▶ **Task data**

◆ ◆ ◆ ◆ ◆

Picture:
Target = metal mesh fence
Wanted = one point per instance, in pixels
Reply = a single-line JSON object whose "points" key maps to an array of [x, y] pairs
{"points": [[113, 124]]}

◆ ◆ ◆ ◆ ◆

▶ **Task description**
Rewrite the lines above, replacing "metal mesh fence" with "wire fence" and leaving everything else unchanged.

▶ **Task solution**
Picture:
Target = wire fence
Wanted = one point per instance, in pixels
Reply = a single-line JSON object whose "points" key maps to an array of [x, y] pairs
{"points": [[113, 124]]}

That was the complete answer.